-- Directions for this task --
Every record below must be copied exactly, with images dropped.

-- Records from a collection --

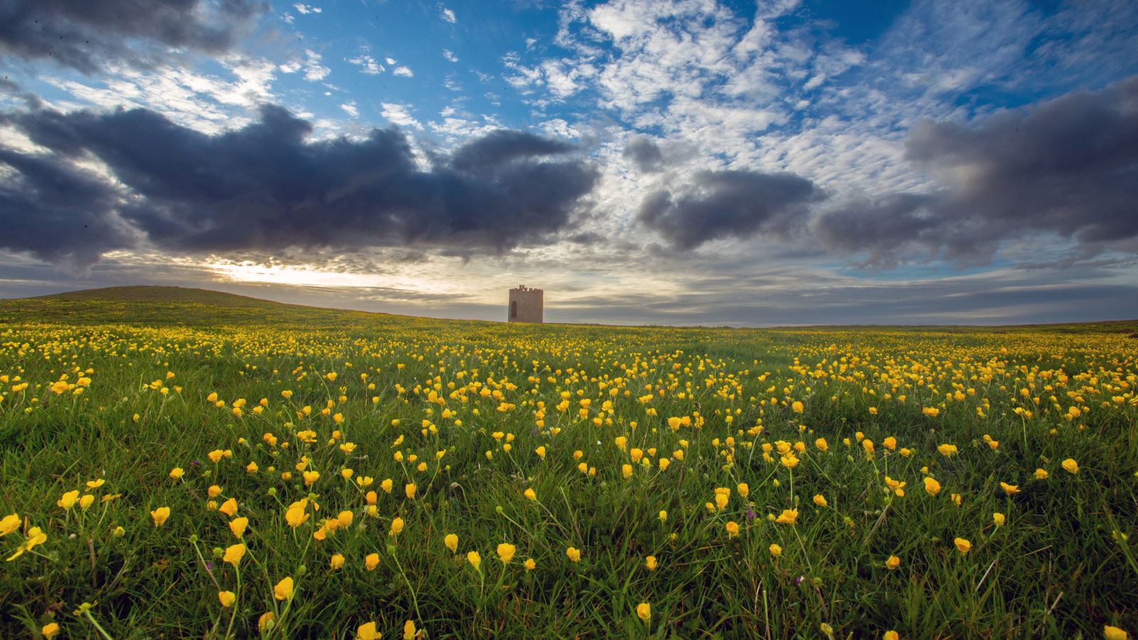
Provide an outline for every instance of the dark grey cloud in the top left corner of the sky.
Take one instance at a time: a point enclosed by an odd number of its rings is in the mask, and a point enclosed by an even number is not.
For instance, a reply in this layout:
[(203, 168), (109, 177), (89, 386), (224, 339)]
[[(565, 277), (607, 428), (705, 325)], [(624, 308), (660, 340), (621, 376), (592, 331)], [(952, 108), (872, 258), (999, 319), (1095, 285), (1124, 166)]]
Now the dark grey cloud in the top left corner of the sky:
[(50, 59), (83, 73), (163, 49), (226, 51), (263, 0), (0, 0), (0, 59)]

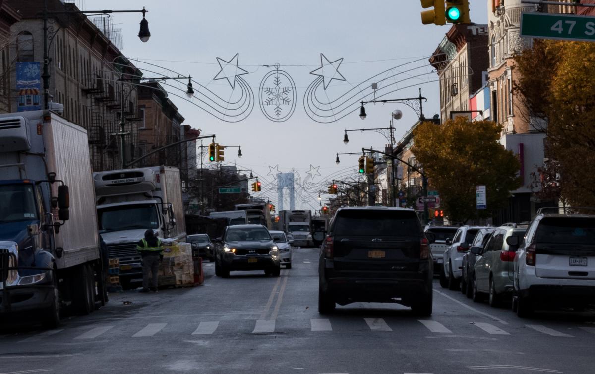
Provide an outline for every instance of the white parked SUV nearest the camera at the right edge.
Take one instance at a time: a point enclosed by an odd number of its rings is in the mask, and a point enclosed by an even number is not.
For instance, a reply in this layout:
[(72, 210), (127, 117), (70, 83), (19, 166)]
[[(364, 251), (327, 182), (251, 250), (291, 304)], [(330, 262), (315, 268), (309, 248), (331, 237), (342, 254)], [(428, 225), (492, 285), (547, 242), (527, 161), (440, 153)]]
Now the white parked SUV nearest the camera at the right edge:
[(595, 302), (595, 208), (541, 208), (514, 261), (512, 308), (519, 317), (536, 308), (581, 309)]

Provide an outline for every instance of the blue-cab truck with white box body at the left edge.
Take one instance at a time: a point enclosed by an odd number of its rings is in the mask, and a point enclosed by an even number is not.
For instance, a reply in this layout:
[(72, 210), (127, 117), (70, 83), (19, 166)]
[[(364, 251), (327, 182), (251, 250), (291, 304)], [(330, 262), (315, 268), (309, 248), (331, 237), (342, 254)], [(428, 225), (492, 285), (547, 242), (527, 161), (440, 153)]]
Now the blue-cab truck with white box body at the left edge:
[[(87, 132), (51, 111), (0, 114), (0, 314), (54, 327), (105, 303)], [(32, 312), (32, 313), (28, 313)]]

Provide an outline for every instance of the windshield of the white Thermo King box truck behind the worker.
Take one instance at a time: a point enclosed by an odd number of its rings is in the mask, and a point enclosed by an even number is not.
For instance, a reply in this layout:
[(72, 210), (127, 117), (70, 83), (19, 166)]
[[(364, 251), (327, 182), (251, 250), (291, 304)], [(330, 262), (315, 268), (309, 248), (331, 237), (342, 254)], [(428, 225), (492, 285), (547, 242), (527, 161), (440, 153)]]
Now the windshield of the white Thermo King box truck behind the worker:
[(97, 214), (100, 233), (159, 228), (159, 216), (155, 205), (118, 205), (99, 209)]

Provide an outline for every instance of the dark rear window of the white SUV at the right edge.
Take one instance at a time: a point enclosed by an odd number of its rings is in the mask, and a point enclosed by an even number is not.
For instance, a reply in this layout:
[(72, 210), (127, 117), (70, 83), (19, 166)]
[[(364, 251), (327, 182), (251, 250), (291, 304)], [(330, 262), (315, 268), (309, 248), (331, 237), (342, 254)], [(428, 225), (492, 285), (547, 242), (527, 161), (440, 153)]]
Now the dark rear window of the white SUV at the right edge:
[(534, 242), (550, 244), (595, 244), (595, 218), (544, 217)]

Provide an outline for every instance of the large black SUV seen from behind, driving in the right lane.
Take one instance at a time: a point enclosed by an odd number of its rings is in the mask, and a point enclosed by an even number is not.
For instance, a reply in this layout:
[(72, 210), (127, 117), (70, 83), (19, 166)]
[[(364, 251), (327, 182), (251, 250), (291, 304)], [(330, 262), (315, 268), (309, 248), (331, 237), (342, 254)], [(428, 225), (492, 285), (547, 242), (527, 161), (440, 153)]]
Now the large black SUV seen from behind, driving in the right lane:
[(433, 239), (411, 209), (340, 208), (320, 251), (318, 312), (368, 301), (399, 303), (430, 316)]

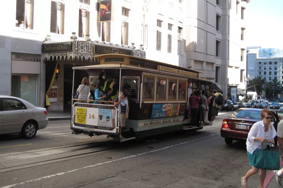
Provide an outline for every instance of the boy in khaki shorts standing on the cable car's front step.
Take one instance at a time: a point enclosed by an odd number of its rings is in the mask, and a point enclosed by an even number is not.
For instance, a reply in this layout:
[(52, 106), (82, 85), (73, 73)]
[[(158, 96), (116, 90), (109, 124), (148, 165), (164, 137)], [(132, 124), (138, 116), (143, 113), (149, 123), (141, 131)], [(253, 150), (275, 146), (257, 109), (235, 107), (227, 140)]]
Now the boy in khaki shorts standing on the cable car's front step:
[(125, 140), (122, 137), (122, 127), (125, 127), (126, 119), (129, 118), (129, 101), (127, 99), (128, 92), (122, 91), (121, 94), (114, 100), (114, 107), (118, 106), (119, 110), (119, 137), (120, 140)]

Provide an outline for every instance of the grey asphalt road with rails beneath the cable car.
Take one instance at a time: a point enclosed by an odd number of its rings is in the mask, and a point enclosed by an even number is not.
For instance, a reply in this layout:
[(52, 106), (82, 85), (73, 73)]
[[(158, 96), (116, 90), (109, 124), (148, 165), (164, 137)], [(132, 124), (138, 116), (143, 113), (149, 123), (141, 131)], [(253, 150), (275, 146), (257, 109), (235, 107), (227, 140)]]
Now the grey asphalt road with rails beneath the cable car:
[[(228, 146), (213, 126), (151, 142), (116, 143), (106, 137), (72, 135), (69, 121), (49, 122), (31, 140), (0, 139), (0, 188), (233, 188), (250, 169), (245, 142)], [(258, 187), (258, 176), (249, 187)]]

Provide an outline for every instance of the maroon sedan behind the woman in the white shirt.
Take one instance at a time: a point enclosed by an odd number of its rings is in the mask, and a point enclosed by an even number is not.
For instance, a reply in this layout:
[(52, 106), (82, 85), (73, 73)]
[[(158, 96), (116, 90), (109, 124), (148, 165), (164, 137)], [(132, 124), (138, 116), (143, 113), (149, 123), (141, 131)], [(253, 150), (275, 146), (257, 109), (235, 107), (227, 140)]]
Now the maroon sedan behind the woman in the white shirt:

-- Solution --
Provide an outline for every instance of the dark grey cloud in the top left corner of the sky.
Take one instance at a time: a point enclosed by an odd number of its rings is in the mask, and a point enclosed by an even number is not.
For instance, a reply in this layout:
[(203, 168), (109, 177), (89, 386), (224, 339)]
[[(565, 277), (607, 428), (705, 325)], [(624, 308), (660, 340), (621, 376), (592, 331)], [(952, 108), (872, 258), (999, 319), (1095, 285), (1124, 166)]]
Now the dark grey cloud in the top left corner of the sky:
[(50, 59), (83, 73), (163, 49), (226, 51), (263, 0), (0, 0), (0, 59)]

Provide an outline for every instance of the white parked SUV nearest the camera at the right edge.
Take one instance at a time: a point enclosed by an odd number of its rings is in the mask, and a point enclosed by an even number is not.
For instance, a reply in this layout:
[(72, 210), (127, 117), (70, 83), (19, 166)]
[[(364, 251), (327, 182), (251, 250), (291, 304)], [(330, 262), (315, 268), (309, 248), (331, 237), (342, 254)], [(428, 225), (492, 285), (547, 242), (527, 161), (440, 153)]]
Now the white parked SUV nearest the camera at the right edge:
[(595, 302), (595, 208), (541, 208), (514, 261), (512, 308), (519, 317), (536, 308), (581, 309)]

Provide an outline for every instance of the blue-cab truck with white box body at the left edge.
Take one instance at a time: a point enclosed by an odd number of its rings is in the mask, and a point enclosed by an even number is not.
For instance, a reply in this layout:
[(72, 210), (127, 117), (70, 83), (19, 166)]
[[(364, 251), (327, 182), (251, 250), (291, 304)], [(330, 262), (315, 268), (309, 248), (331, 237), (342, 254)], [(428, 225), (492, 285), (547, 242), (527, 161), (440, 153)]]
Now the blue-cab truck with white box body at the left edge:
[[(87, 132), (51, 111), (0, 114), (0, 314), (54, 327), (105, 303)], [(32, 312), (32, 313), (28, 313)]]

Provide an outline for every instance of the windshield of the white Thermo King box truck behind the worker.
Take one instance at a time: a point enclosed by an odd number of its rings is in the mask, and a point enclosed by an even number is not.
For instance, a reply in this layout:
[(72, 210), (127, 117), (70, 83), (19, 166)]
[[(364, 251), (327, 182), (251, 250), (291, 304)], [(330, 262), (315, 268), (309, 248), (331, 237), (342, 254)], [(428, 225), (492, 285), (547, 242), (527, 161), (440, 153)]]
Now the windshield of the white Thermo King box truck behind the worker:
[(97, 214), (100, 233), (159, 228), (159, 216), (155, 205), (118, 205), (99, 209)]

Provide an outline for every instance of the dark rear window of the white SUV at the right edge.
Take one instance at a time: a point enclosed by an odd number of its rings is in the mask, and a point enclosed by an even number is not.
For instance, a reply in this layout:
[(72, 210), (127, 117), (70, 83), (19, 166)]
[[(364, 251), (327, 182), (251, 250), (291, 304)], [(330, 262), (315, 268), (309, 248), (331, 237), (342, 254)], [(428, 225), (492, 285), (547, 242), (527, 161), (440, 153)]]
Now the dark rear window of the white SUV at the right edge:
[(534, 242), (550, 244), (595, 244), (595, 218), (544, 217)]

Provide an outline for every instance of the large black SUV seen from behind, driving in the right lane.
Take one instance at a time: a point enclosed by an odd number of its rings is in the mask, and a point enclosed by an even number is not.
For instance, a reply in this layout:
[(72, 210), (127, 117), (70, 83), (19, 166)]
[[(364, 251), (327, 182), (251, 250), (291, 304)], [(330, 262), (315, 268), (309, 248), (331, 237), (342, 254)], [(428, 225), (492, 285), (547, 242), (527, 161), (440, 153)]]
Now the large black SUV seen from behind, driving in the right lane:
[(433, 239), (411, 209), (340, 208), (320, 251), (318, 312), (368, 301), (399, 303), (430, 316)]

Provide an outline for every instance of the boy in khaki shorts standing on the cable car's front step.
Take one instance at a time: a point enclosed by an odd number of its rings is in the mask, and a point enclosed by an even number is not.
For instance, a reply in this layout:
[(52, 106), (82, 85), (73, 73)]
[[(158, 96), (116, 90), (109, 124), (148, 165), (164, 137)], [(132, 124), (138, 116), (143, 113), (149, 123), (141, 131)], [(253, 150), (275, 146), (257, 109), (235, 107), (227, 140)]]
Now the boy in khaki shorts standing on the cable car's front step:
[(125, 140), (122, 137), (122, 127), (125, 127), (126, 119), (129, 118), (129, 101), (127, 99), (128, 92), (122, 91), (121, 94), (114, 100), (114, 107), (118, 106), (119, 110), (119, 137), (120, 140)]

Provide an outline for every instance of the grey asphalt road with rails beneath the cable car.
Take one instance at a time: a point enclosed by an odd number of its rings is in the mask, and a point enclosed by an even number is not.
For instance, a reply in this layout:
[(52, 106), (82, 85), (73, 73)]
[[(158, 96), (116, 90), (109, 124), (148, 165), (164, 137)], [(132, 124), (138, 116), (143, 113), (149, 123), (141, 131)], [(253, 150), (275, 146), (257, 109), (235, 107), (227, 140)]]
Now the grey asphalt road with rails beneath the cable car:
[[(228, 146), (213, 126), (151, 142), (116, 143), (106, 137), (72, 135), (69, 121), (49, 122), (31, 140), (0, 139), (0, 188), (233, 188), (250, 169), (245, 142)], [(258, 187), (258, 176), (249, 187)]]

Provide an outline for every instance of the maroon sedan behind the woman in the white shirt.
Take one instance at a time: a point enclosed by an odd number of its rings is in the mask, and a point enclosed by an even number is not.
For instance, a reply in this layout:
[(52, 106), (82, 85), (73, 73)]
[[(158, 96), (116, 90), (109, 124), (148, 165), (164, 137)], [(132, 124), (138, 116), (143, 113), (149, 123), (141, 131)], [(253, 150), (275, 146), (257, 109), (235, 107), (227, 140)]]
Now the maroon sedan behind the woman in the white shirt:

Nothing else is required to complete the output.